#### EXERCISE GOAL:
Although the records contain pictures, the copy must not; reproduce everything else in them exactly.

Content starts

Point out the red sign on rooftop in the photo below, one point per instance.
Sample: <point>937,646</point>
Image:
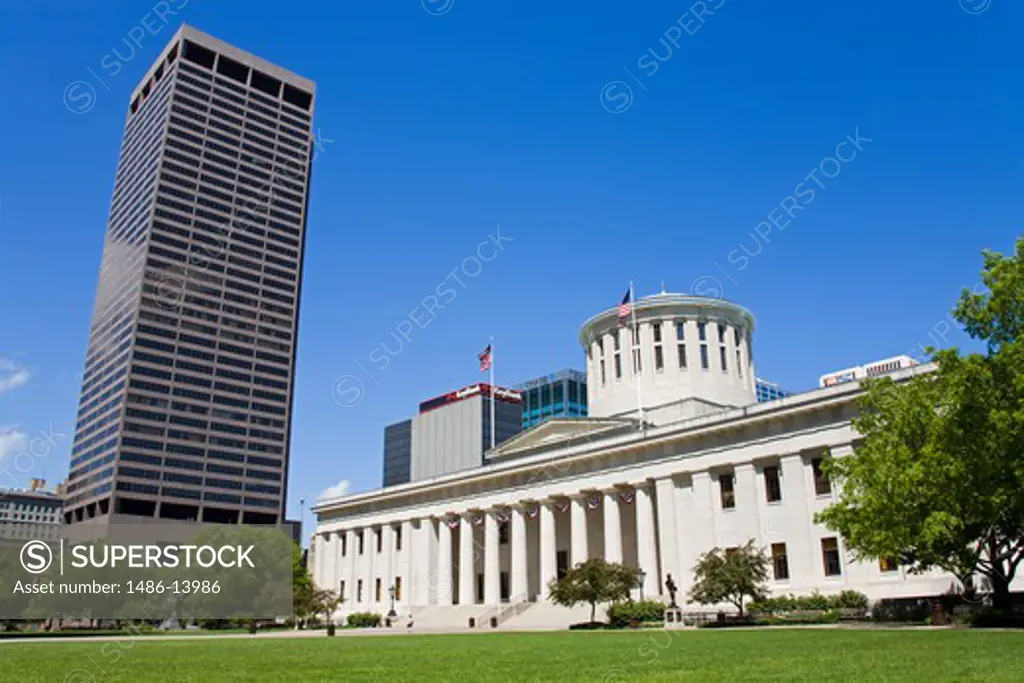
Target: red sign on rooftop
<point>481,389</point>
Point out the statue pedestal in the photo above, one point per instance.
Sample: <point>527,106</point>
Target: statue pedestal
<point>674,617</point>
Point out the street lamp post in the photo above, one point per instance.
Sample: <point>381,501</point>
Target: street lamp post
<point>392,592</point>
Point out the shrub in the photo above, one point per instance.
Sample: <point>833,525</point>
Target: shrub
<point>849,600</point>
<point>903,610</point>
<point>814,601</point>
<point>623,613</point>
<point>993,619</point>
<point>364,620</point>
<point>587,626</point>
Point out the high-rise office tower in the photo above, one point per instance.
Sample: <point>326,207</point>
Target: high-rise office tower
<point>186,395</point>
<point>561,394</point>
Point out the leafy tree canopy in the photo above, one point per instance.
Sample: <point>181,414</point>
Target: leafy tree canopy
<point>730,575</point>
<point>938,478</point>
<point>593,582</point>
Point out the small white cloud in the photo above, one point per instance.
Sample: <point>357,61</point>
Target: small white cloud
<point>336,491</point>
<point>10,440</point>
<point>12,375</point>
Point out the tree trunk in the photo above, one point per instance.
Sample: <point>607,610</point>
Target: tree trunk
<point>1000,591</point>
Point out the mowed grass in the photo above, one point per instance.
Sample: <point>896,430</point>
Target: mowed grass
<point>649,655</point>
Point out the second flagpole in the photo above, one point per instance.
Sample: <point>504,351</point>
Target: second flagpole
<point>494,427</point>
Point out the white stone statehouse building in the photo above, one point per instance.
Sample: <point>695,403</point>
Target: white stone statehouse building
<point>701,465</point>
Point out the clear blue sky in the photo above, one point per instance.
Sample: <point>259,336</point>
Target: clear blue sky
<point>446,125</point>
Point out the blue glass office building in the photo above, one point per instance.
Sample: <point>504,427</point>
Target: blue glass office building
<point>562,394</point>
<point>769,391</point>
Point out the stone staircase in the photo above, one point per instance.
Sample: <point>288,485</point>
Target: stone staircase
<point>496,616</point>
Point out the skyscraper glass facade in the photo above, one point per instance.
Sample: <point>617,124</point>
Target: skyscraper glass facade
<point>769,391</point>
<point>186,393</point>
<point>562,394</point>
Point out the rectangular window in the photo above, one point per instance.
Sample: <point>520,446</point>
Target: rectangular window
<point>728,494</point>
<point>829,557</point>
<point>773,487</point>
<point>822,486</point>
<point>779,561</point>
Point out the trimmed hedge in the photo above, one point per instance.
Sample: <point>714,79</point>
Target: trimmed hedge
<point>997,620</point>
<point>364,620</point>
<point>624,613</point>
<point>819,617</point>
<point>814,601</point>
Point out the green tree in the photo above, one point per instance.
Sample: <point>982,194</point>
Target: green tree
<point>302,586</point>
<point>593,582</point>
<point>730,575</point>
<point>938,479</point>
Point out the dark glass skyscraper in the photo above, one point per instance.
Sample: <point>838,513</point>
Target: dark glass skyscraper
<point>186,395</point>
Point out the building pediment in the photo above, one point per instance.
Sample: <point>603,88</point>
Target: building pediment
<point>559,432</point>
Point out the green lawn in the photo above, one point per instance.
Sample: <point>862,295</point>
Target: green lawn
<point>654,655</point>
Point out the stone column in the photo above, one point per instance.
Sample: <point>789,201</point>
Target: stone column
<point>320,561</point>
<point>492,567</point>
<point>667,531</point>
<point>646,543</point>
<point>518,564</point>
<point>443,577</point>
<point>338,560</point>
<point>408,583</point>
<point>370,566</point>
<point>387,560</point>
<point>467,572</point>
<point>612,527</point>
<point>351,552</point>
<point>578,549</point>
<point>549,555</point>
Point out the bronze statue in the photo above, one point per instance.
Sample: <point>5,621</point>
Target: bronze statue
<point>671,587</point>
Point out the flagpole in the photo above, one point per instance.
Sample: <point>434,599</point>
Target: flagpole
<point>493,425</point>
<point>635,339</point>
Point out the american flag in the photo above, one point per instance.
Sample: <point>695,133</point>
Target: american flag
<point>626,307</point>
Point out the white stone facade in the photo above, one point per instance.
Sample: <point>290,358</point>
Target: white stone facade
<point>654,497</point>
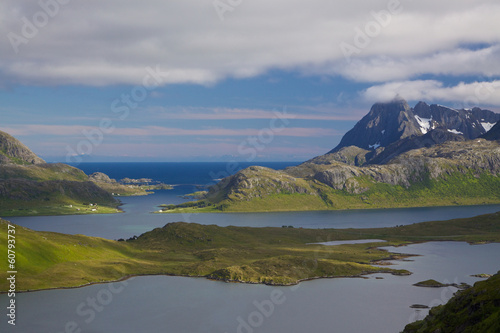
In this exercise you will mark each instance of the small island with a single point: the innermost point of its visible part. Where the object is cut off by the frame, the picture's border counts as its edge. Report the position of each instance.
(274, 256)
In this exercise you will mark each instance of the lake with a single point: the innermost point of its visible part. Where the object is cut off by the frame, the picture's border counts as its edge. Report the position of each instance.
(179, 304)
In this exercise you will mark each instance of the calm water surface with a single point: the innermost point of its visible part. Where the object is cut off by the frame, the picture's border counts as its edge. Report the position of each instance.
(178, 304)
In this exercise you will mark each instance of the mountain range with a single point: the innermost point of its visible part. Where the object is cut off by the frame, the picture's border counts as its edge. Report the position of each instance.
(395, 156)
(29, 186)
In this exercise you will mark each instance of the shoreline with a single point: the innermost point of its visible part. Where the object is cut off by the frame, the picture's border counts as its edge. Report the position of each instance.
(400, 257)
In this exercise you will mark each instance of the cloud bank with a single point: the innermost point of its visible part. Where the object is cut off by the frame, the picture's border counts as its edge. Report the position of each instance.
(99, 43)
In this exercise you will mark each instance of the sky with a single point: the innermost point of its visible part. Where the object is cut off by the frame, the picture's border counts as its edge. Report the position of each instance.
(222, 80)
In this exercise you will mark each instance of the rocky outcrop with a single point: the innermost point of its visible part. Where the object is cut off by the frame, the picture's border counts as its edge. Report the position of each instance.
(12, 151)
(257, 182)
(351, 155)
(493, 133)
(437, 136)
(438, 162)
(26, 191)
(383, 125)
(100, 177)
(476, 309)
(387, 123)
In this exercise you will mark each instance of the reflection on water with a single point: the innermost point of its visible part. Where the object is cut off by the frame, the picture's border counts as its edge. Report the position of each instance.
(178, 304)
(138, 219)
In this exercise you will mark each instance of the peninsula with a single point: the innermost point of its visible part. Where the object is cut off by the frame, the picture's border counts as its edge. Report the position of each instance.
(277, 256)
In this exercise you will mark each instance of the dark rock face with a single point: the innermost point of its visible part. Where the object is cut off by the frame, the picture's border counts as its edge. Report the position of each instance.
(476, 309)
(383, 125)
(387, 123)
(13, 151)
(493, 133)
(100, 177)
(469, 123)
(434, 137)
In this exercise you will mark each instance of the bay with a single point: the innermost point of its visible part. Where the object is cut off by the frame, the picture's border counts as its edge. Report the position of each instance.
(179, 304)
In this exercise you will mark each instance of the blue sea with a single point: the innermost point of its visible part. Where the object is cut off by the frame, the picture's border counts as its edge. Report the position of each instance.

Content ends

#### TASK RESULT:
Point out the red sign on rooftop in the photo below, one point per instance.
Sample: <point>937,646</point>
Image:
Target: red sign on rooftop
<point>481,389</point>
Point out the statue pedestal in the photo above, one point per instance.
Sample: <point>527,106</point>
Target: statue pedestal
<point>674,617</point>
Point out the street lamp post in the photo above, one point per instance.
Sample: <point>381,501</point>
Target: street lamp post
<point>392,592</point>
Point out the shrub in the photo above, one point per instance.
Sample: <point>833,525</point>
Target: shrub
<point>849,600</point>
<point>903,610</point>
<point>814,601</point>
<point>623,613</point>
<point>993,619</point>
<point>364,620</point>
<point>587,626</point>
Point out the high-rise office tower in the photo above, one point per instance.
Sample: <point>326,207</point>
Target: high-rise office tower
<point>186,395</point>
<point>561,394</point>
Point out the leafy tree canopy in the photo above, one point per instance.
Sample: <point>181,414</point>
Target: leafy tree canopy
<point>730,575</point>
<point>938,478</point>
<point>593,582</point>
Point out the small white cloud in the photo above, one point per instance.
Sample: <point>357,61</point>
Target: small white cloud
<point>336,491</point>
<point>10,440</point>
<point>12,375</point>
Point out the tree trunk in the photo above, one point per instance.
Sample: <point>607,610</point>
Target: tree trunk
<point>1000,591</point>
Point out the mowed grass in the photo above, one point per instance.
Sample: <point>896,430</point>
Target: mowed grass
<point>649,655</point>
Point out the second flagpole in the photo above, one point per instance.
Sample: <point>504,351</point>
Target: second flagpole
<point>494,427</point>
Point out the white stone statehouse building in the photo above, one point per instance.
Sample: <point>695,403</point>
Target: white stone statehouse building
<point>701,465</point>
Point out the clear blue sky in the photo above, one point per instance.
Sample: <point>259,336</point>
Target: clear blue sky
<point>446,125</point>
Point out the blue glass office building in the photo above, one point per instance.
Sample: <point>504,427</point>
Target: blue glass office building
<point>562,394</point>
<point>769,391</point>
Point out the stone staircase in the photo above, one point per instance.
Sample: <point>288,485</point>
Target: stone staircase
<point>496,616</point>
Point out the skyscraper glass facade in the photo above, one point per instance.
Sample: <point>617,124</point>
Target: skyscraper glass facade
<point>769,391</point>
<point>186,393</point>
<point>562,394</point>
Point out the rectangular window in the photo above, one point per instance.
Sample: <point>520,446</point>
Target: rectangular window
<point>728,494</point>
<point>829,557</point>
<point>773,487</point>
<point>822,486</point>
<point>779,561</point>
Point out the trimmed hedge in the photo above, one point per instance.
Sample: <point>714,79</point>
Target: trimmed hedge
<point>997,620</point>
<point>364,620</point>
<point>624,613</point>
<point>819,617</point>
<point>814,601</point>
Point out the green tree in the photo above, one point per instance.
Sample: <point>982,194</point>
Target: green tree
<point>302,586</point>
<point>593,582</point>
<point>730,575</point>
<point>938,479</point>
Point out the dark glass skyscraper in the photo above, one point per instance.
Sample: <point>838,513</point>
Target: dark glass skyscraper
<point>186,395</point>
Point out the building pediment in the photo above, one point per instance.
Sample: <point>603,88</point>
Target: building pediment
<point>559,432</point>
Point out the green lawn in the photo above, one point per instance.
Sample: <point>862,295</point>
Target: green lawn
<point>654,655</point>
Point out the stone column in the photo above, one point per instance.
Sample: <point>789,201</point>
Target: stone column
<point>320,561</point>
<point>492,567</point>
<point>667,531</point>
<point>646,543</point>
<point>518,564</point>
<point>443,577</point>
<point>338,560</point>
<point>408,583</point>
<point>370,566</point>
<point>387,560</point>
<point>467,572</point>
<point>612,527</point>
<point>351,552</point>
<point>578,549</point>
<point>549,555</point>
Point out the bronze statue in the photo above, one point per instance.
Sample: <point>5,621</point>
Target: bronze statue
<point>671,587</point>
Point out the flagpole in the photo above, one point per instance.
Sample: <point>434,599</point>
Target: flagpole
<point>493,425</point>
<point>635,339</point>
Point out the american flag in the photo above, one point per instance.
Sample: <point>695,133</point>
Target: american flag
<point>626,307</point>
Point out the white stone facade in the photo above, one point per instance.
Sample: <point>290,358</point>
Target: white stone facade
<point>654,497</point>
In this exercise you will mark each instance of the small island with a single point: the innermost point of its visible part. Where the object is cut off by the frame, the picture's border counts as its edge. Report the position of each instance.
(274, 256)
In this exercise you will mark each instance of the lake with a single point: the innermost point of its visible part. Where the object is cut off by the frame, the picture's border counts as its edge. Report the position of each instance.
(179, 304)
In this exercise you will mark each instance of the calm water surface with a single point: the innermost point of its visible part. Where the object is cut off by the frame, the picture's border counts as its edge. Report the position of each instance.
(178, 304)
In this exercise you will mark each instance of the mountain range with a single point: the innermost point of its visible part. Where the object is cut off by the frame, the picture's border counts as its edge. Report the position of each instance.
(395, 156)
(29, 186)
In this exercise you will mark each instance of the shoreline with a single point: the innermost point of its visible part. Where the object is cut off by the frame, the picture's border counts as its edge. Report the position of each instance.
(400, 257)
In this exercise you will mark each instance of the cloud bank with a single point: the innermost point of its visible part. Where the object is cut off by the frame, the picture's border counts as its edge. Report the position of each instance.
(99, 43)
In this exercise you will mark each instance of the sky with a single point: the innermost point of its visible part. Where the object is cut off by the frame, the picture's border counts as its edge. Report the position of each instance.
(222, 80)
In this exercise you will mark each instance of the rocky outcrop with a single point: the innermost point of its visible part. Where the object is cut off by the frame, the picture's border counts as its edge. Report the position of each instance.
(12, 151)
(257, 182)
(351, 155)
(493, 133)
(437, 136)
(438, 162)
(26, 191)
(383, 125)
(100, 177)
(476, 309)
(387, 123)
In this exercise you will mark each instance of the reflection on water with a single point: the innermost point of its visible part. Where the object is cut off by the frame, the picture's border counts as its edge. Report the position of each instance.
(178, 304)
(138, 219)
In this exercise you will mark each instance of the peninsula with a single point: the innermost point of its visible part. Where the object is cut off by the frame, the picture's border counts as its edge. Report the position of each instance.
(277, 256)
In this exercise you will mark each instance of the dark rock face with a single point: the innermost point of its visible part. Where the object is cut off by the frame, the picture's border counts as its edge. Report the position of each instance.
(476, 309)
(383, 125)
(387, 123)
(13, 151)
(493, 133)
(100, 177)
(469, 123)
(434, 137)
In this exercise you will mark each instance of the bay with a single point: the innermost point of its visible part. Where the object is cut off by the frame, the picture's border counts as its edge. Report the position of each instance.
(179, 304)
In this exercise you will mark each instance of the blue sea with a single point: the innermost point of its visible part. Where the object is cut off by the frame, the picture's border counts as its edge. Report the position of each instance.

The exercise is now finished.